● **Exercise details**
Please return each line of the listing below that contains the string "foam".

● **Exercise input**
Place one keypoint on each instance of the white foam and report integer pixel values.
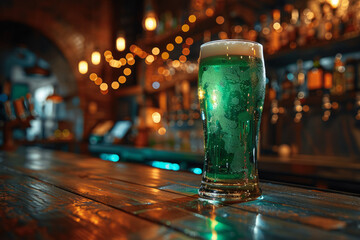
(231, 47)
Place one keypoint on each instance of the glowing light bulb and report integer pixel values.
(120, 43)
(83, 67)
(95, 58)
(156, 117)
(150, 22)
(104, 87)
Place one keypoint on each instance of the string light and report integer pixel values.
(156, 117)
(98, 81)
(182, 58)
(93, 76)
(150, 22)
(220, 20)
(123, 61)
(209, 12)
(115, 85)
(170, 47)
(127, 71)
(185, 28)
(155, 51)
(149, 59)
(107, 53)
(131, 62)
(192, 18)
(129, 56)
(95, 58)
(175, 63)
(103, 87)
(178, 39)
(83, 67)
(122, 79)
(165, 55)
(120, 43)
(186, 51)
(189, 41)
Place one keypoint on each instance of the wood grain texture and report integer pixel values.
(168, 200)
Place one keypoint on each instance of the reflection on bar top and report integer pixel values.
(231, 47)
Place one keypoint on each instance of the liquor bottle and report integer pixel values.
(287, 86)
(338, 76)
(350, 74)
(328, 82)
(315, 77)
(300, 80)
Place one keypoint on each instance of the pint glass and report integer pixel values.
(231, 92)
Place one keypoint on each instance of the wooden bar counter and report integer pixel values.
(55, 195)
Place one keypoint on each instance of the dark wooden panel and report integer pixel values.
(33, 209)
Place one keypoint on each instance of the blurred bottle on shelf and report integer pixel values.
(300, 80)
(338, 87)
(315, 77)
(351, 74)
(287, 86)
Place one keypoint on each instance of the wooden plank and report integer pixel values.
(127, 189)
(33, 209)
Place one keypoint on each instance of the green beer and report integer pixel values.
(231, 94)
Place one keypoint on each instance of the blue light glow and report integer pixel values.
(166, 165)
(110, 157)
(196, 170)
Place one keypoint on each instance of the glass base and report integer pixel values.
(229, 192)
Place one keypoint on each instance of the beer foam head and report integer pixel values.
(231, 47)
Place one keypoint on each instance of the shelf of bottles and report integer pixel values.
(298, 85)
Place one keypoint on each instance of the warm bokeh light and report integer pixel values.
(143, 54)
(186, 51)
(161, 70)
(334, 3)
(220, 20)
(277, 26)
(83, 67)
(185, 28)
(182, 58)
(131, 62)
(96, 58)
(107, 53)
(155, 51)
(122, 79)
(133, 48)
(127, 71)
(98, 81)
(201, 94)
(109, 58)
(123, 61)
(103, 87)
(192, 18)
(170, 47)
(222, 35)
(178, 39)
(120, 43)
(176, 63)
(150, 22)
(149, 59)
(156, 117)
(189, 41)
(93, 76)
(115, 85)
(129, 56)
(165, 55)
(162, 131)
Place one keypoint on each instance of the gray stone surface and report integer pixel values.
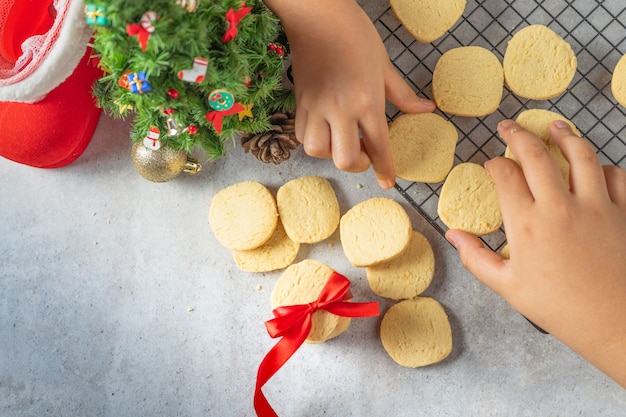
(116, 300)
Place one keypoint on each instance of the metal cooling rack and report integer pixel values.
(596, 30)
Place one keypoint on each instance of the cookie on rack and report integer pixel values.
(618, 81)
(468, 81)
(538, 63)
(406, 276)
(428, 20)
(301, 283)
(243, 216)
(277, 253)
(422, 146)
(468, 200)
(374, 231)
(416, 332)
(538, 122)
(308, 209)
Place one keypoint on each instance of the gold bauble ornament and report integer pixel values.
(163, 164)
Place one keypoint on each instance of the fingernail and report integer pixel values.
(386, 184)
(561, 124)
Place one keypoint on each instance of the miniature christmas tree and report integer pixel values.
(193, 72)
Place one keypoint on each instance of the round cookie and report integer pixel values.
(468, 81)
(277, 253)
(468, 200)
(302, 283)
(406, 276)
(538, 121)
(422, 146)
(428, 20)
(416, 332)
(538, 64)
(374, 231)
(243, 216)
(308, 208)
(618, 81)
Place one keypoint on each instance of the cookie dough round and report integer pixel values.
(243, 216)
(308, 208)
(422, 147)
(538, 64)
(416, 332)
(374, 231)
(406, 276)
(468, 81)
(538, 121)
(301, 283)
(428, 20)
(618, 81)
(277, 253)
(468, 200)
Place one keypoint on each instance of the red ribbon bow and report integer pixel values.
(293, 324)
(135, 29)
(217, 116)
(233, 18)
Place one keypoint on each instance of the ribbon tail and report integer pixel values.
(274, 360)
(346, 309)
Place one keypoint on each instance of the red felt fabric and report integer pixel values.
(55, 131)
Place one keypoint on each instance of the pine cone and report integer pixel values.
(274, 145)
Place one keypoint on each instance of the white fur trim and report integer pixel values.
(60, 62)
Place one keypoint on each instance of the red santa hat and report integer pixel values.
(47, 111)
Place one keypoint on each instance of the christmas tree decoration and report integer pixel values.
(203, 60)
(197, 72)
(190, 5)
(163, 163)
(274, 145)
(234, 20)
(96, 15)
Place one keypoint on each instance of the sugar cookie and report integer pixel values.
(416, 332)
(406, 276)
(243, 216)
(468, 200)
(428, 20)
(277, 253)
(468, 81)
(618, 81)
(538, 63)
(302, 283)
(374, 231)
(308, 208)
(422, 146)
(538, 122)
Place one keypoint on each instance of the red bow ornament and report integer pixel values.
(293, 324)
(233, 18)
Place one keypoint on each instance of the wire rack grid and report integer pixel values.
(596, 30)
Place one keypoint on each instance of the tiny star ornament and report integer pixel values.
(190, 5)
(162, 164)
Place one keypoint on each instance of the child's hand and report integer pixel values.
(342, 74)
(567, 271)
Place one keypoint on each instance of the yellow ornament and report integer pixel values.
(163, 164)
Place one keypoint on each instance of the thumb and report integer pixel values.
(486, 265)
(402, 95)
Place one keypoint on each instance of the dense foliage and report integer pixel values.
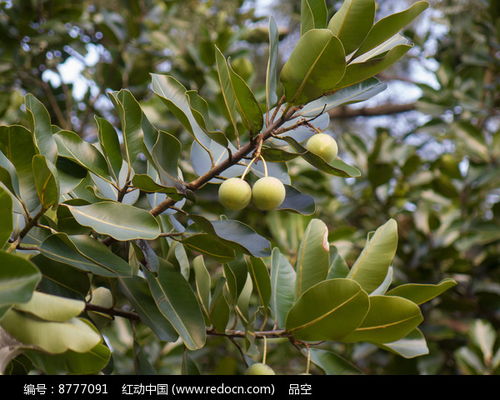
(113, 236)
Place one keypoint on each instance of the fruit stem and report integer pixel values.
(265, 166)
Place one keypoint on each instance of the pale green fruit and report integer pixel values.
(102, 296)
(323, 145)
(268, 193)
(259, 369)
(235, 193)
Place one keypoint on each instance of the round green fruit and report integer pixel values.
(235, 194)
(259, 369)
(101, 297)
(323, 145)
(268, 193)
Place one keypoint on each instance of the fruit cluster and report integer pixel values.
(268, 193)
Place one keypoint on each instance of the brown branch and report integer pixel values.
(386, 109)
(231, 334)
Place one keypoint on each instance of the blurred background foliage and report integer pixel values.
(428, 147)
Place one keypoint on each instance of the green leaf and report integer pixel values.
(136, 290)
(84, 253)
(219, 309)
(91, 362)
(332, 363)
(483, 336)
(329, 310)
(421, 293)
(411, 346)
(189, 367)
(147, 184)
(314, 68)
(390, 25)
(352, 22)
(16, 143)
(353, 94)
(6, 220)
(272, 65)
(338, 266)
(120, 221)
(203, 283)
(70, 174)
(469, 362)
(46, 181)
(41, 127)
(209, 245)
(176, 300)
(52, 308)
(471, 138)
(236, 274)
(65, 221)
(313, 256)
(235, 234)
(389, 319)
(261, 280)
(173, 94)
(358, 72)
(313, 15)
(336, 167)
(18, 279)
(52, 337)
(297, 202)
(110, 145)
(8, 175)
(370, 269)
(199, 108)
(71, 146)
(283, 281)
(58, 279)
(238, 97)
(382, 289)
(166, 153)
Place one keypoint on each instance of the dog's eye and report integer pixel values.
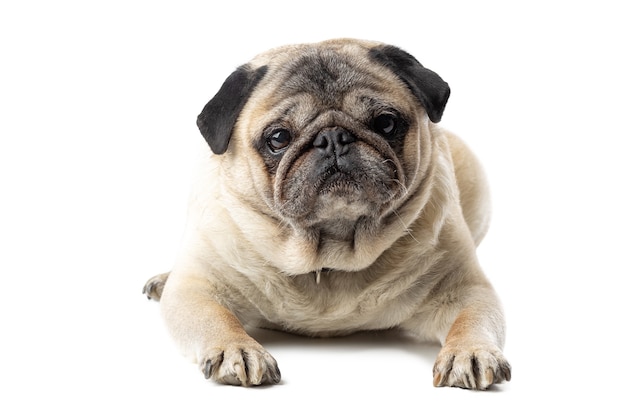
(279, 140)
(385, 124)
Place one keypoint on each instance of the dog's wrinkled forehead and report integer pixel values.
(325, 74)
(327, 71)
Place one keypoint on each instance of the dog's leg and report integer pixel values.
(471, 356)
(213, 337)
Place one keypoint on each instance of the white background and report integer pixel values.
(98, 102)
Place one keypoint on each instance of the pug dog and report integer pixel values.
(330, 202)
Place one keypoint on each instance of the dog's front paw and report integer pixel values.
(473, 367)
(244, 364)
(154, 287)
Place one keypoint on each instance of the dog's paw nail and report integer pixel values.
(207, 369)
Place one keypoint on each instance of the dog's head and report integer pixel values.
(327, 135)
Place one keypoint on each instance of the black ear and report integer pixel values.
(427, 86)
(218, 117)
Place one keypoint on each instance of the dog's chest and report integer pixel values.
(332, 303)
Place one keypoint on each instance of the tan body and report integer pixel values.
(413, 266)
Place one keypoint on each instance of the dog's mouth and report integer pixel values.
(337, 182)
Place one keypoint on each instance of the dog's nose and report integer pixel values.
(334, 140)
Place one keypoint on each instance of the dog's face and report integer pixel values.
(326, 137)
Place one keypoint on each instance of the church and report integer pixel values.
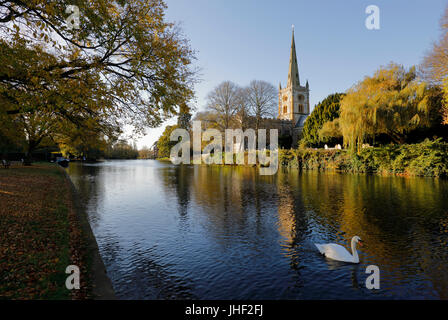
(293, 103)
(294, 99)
---
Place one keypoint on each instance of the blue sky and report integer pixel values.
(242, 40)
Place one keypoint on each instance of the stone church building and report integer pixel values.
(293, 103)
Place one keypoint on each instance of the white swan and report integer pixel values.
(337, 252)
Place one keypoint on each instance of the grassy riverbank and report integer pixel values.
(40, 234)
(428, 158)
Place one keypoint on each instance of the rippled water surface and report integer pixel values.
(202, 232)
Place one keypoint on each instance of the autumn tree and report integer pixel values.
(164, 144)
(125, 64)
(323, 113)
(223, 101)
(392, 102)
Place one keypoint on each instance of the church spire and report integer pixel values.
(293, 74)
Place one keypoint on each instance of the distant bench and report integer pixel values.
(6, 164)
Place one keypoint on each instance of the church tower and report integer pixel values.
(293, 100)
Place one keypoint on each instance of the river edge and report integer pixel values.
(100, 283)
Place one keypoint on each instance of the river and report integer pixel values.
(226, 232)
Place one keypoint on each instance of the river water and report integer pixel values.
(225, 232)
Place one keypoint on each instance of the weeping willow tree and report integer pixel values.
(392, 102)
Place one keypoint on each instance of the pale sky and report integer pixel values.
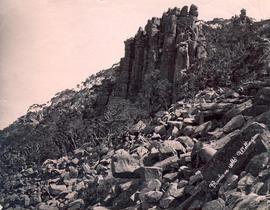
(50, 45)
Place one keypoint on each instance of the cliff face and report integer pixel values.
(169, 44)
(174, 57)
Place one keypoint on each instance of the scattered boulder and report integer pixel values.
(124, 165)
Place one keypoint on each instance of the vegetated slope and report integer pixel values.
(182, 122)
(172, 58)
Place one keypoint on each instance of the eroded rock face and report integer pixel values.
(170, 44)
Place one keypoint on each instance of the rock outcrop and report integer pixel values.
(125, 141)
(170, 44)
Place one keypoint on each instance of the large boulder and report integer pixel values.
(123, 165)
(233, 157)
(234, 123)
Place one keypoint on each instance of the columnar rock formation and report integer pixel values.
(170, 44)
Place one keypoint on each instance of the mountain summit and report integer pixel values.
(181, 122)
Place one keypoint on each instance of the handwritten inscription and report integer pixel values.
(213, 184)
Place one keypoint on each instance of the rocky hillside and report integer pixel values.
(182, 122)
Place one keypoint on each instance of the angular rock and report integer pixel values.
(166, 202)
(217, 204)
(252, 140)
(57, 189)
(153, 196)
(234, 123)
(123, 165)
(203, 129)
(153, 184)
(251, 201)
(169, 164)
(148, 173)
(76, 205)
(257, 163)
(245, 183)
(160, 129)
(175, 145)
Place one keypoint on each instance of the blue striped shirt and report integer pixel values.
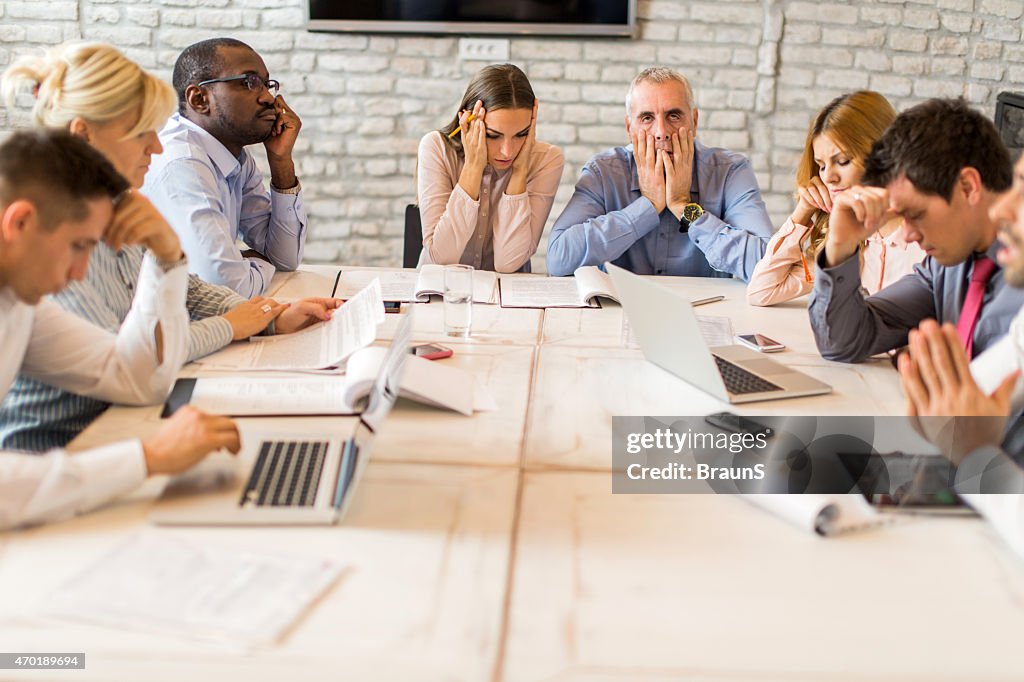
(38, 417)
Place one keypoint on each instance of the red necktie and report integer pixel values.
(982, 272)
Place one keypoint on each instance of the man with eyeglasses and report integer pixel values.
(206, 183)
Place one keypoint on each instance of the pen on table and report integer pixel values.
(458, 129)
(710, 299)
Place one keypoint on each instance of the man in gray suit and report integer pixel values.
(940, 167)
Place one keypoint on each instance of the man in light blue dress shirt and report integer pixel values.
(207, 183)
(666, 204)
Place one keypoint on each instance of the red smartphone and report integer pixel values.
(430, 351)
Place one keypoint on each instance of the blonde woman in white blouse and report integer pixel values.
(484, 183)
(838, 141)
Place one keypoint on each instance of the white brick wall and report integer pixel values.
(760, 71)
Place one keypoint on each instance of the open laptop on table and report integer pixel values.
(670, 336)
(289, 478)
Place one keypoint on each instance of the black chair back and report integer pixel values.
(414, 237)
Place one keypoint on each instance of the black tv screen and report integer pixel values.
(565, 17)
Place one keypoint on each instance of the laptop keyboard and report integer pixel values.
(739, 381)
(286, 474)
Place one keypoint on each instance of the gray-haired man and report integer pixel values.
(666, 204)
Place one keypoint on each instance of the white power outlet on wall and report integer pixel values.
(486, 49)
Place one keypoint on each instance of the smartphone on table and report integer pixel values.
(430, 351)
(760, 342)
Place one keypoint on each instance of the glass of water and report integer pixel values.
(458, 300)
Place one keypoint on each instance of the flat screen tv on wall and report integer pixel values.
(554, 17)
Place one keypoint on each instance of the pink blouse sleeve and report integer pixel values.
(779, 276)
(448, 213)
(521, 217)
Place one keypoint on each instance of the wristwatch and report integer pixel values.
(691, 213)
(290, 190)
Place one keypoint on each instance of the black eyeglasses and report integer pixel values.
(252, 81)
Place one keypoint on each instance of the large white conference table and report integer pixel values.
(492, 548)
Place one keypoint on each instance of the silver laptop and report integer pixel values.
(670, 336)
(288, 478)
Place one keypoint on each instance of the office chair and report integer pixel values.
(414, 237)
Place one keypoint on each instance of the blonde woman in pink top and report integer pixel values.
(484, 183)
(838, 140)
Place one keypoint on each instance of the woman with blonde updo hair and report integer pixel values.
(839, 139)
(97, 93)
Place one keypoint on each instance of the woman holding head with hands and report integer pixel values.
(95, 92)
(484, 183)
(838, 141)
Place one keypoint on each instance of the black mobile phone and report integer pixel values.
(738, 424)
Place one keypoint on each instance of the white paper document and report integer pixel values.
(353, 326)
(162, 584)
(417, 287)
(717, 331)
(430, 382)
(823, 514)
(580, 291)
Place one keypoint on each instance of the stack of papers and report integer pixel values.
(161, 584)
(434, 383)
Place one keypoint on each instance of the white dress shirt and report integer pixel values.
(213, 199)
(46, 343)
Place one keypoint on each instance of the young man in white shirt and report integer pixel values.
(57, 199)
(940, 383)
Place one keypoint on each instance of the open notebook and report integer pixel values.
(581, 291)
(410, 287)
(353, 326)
--
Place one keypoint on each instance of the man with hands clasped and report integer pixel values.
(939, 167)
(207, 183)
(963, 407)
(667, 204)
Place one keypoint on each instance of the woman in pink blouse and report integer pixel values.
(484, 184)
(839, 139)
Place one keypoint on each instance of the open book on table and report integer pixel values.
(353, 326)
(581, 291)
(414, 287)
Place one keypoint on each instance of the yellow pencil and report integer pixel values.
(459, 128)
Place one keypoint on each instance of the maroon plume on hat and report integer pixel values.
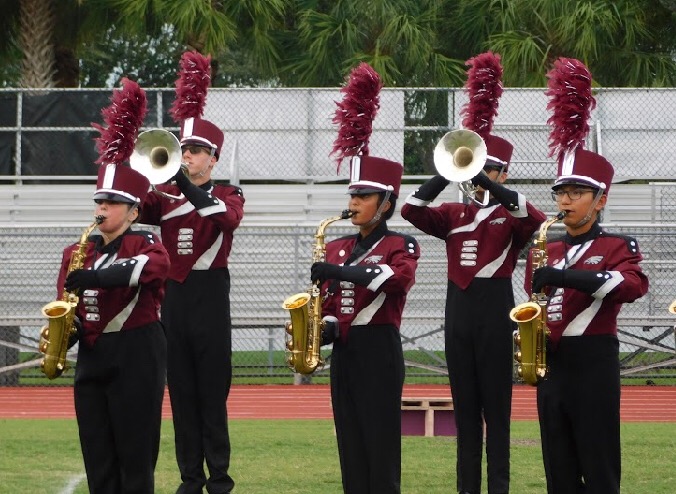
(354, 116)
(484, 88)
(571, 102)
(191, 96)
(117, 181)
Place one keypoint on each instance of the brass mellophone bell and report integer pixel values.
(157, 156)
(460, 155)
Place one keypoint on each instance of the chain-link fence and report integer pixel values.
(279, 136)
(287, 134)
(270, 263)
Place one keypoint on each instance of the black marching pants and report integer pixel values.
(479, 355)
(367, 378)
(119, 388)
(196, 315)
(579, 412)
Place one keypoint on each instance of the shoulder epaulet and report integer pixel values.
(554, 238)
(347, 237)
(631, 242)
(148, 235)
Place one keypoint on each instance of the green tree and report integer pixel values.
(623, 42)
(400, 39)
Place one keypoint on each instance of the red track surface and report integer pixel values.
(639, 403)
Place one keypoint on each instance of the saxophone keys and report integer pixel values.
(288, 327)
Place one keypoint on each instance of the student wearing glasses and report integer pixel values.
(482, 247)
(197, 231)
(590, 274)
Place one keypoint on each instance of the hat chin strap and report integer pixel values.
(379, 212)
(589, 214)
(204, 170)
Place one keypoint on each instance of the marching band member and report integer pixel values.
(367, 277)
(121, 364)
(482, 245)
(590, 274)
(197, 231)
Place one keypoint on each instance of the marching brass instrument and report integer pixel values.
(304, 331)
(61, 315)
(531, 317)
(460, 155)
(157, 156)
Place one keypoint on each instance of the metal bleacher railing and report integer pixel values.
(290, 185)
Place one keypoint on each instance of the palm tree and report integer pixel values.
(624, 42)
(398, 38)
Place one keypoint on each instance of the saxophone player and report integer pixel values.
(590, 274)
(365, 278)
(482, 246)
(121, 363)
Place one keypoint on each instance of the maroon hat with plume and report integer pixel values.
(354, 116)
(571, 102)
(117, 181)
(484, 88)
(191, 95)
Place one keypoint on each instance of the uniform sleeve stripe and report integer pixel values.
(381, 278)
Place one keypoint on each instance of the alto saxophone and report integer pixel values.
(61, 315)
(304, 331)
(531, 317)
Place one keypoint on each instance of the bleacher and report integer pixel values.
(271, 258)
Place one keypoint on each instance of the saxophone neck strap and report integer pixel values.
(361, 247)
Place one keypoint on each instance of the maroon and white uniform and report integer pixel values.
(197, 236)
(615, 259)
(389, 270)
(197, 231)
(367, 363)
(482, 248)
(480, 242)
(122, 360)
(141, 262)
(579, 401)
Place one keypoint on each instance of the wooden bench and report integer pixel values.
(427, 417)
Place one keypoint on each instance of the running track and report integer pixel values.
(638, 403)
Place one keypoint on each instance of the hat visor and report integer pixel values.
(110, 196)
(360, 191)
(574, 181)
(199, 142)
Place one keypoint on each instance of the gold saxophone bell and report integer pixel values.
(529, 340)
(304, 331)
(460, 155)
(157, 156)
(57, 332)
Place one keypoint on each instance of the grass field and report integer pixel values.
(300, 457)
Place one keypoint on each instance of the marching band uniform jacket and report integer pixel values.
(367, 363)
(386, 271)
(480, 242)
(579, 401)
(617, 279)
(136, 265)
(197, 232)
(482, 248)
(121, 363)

● **Response to this task**
Place one keypoint on each instance of the white foam and report integer pixel values.
Place one keypoint on each instance of the beer foam head and report integer pixel values.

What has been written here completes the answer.